§ **ページ**:

陸奥のしのぶもぢずり誰ゆゑに乱れそめにし我ならなくに 河原左大臣
『伊勢物語』初冠の和歌の訳
それぞれの現代語訳です。
陸奥のしのぶもぢずり誰ゆゑに乱れそめにし我ならなくに
現代語訳:みちのくの 摺り衣のしのぶもぢずりの模様のように、あなたではない他の誰のために心が乱れはじめる私ではないのに
春日野の若紫のすりごろも しのぶの乱れ限り知られず
現代語訳:春の野の紫草で染めた衣のしのぶもぢずりのではないが、あなたをしのぶばかりに心の乱れは限りもないものです
『伊勢物語』 初冠の和歌の意味
これらの和歌の意味を詳しく理解するには、伊勢物語の内容を知る必要があります。
伊勢物語 初冠のあらすじ
初冠(ういこうぶり)部分のあらすじは以下の通りです。
「初冠」とは
初冠(ういこうぶり)とは、貴族社会の男子の成人式のこと。
髪型を成年男子の髪型に改め、冠をかぶることからそのように名付けられました。
伊勢物語の主人公は、初冠を終えたばかり、つまり、成人したばかりの男性が主人公です。
「初冠」内容
初冠のあらすじは、主人公であるある男性が成人して、京都から奈良へ鷹狩りに行ったとき、若くて美しい姉妹を見て恋してしまい、その気持ちで心が乱れて、その場で着ていたしのぶずりの狩衣の裾を切って和歌を書いて贈ったというものです。
この和歌2首が此処で解説する2つの和歌になります。
その和歌を1首ずつ解説します。
初冠の和歌の意味1「春日野の」
春日野の若紫のすりごろも しのぶの乱れ限り知られず
の和歌の意味は、まずこれが詠まれたのが、狩の場である屋外であったこと、それが「春日野」です。
春日山や春日野は平城京の官人の野遊びの地でした。
男女両方が皆で狩りに出かけたイベントで男性は狩り、女性は野草を摘んだりしていたとされます。
すりごろもの意味
また、紫は高貴な人の身にまとう染め物の色で、紫の染料を採る紫草が生えているところは貴族の管轄であり、そこが同じく狩猟地でもありました。
なので、「春日野の若紫」となるわけですが、若紫というのは、歌を送った姉妹の比喩でもあります。
その「すりごろも」は紫草を使った着物で、主人公の男はこの着物を着ていたのです。
屋外で歌を書くものがなかったのでそれをさっとは破って、そこに歌を書いて渡した、その染め物の生地です。
その布地の染めの一種 「しのぶ」は染料として使われた「しのぶ草」のこと。
漢字は「信夫摺り」です。
「春日野」に続く「若紫のすりごろも しのぶ」という部分は、この染め物のことをいっているのです。
「しのぶ」の掛詞
またこの「信夫摺り しのぶずり」のしのぶは、「偲ぶ」の掛詞になっています。

§ **必須課題**:
1. このページに記載された内容に基づき、次の問いに答えよ。
(a) 「初冠」とは何を指すか。
(b) 主人公の男性は京都からどこへ、何をしに出かけたか。
(c) 「信夫摺り」の「しのぶ」は何の掛詞になっているか。
2. このページの内容を2文で要約せよ。
3. このページのうち、「男女両方が皆で狩りに出かけた」から始まり「漢字は「信夫摺り」です。」まで続く部分を、一字も変えずに引用せよ。

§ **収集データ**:
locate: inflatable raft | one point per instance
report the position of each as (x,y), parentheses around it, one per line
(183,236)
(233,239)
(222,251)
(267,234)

§ **演習解答**:
1.
(a) 貴族社会の男子の成人式。
(b) 奈良へ鷹狩りに出かけた。
(c) 「偲ぶ」の掛詞。

2. 貴族社会の男子の成人式である初冠を終えたばかりの伊勢物語の主人公は、京都から奈良へ鷹狩りに行った際に若く美しい姉妹に恋をし、着ていたしのぶずりの狩衣の裾を切って和歌を書いて贈った。その和歌2首のうち「春日野の」の歌について、春日野が狩の場であること、若紫が姉妹の比喩であること、「しのぶ」が「偲ぶ」の掛詞であることが解説されている。

3.
男女両方が皆で狩りに出かけたイベントで男性は狩り、女性は野草を摘んだりしていたとされます。
すりごろもの意味
また、紫は高貴な人の身にまとう染め物の色で、紫の染料を採る紫草が生えているところは貴族の管轄であり、そこが同じく狩猟地でもありました。
なので、「春日野の若紫」となるわけですが、若紫というのは、歌を送った姉妹の比喩でもあります。
その「すりごろも」は紫草を使った着物で、主人公の男はこの着物を着ていたのです。
屋外で歌を書くものがなかったのでそれをさっとは破って、そこに歌を書いて渡した、その染め物の生地です。
その布地の染めの一種 「しのぶ」は染料として使われた「しのぶ草」のこと。
漢字は「信夫摺り」です。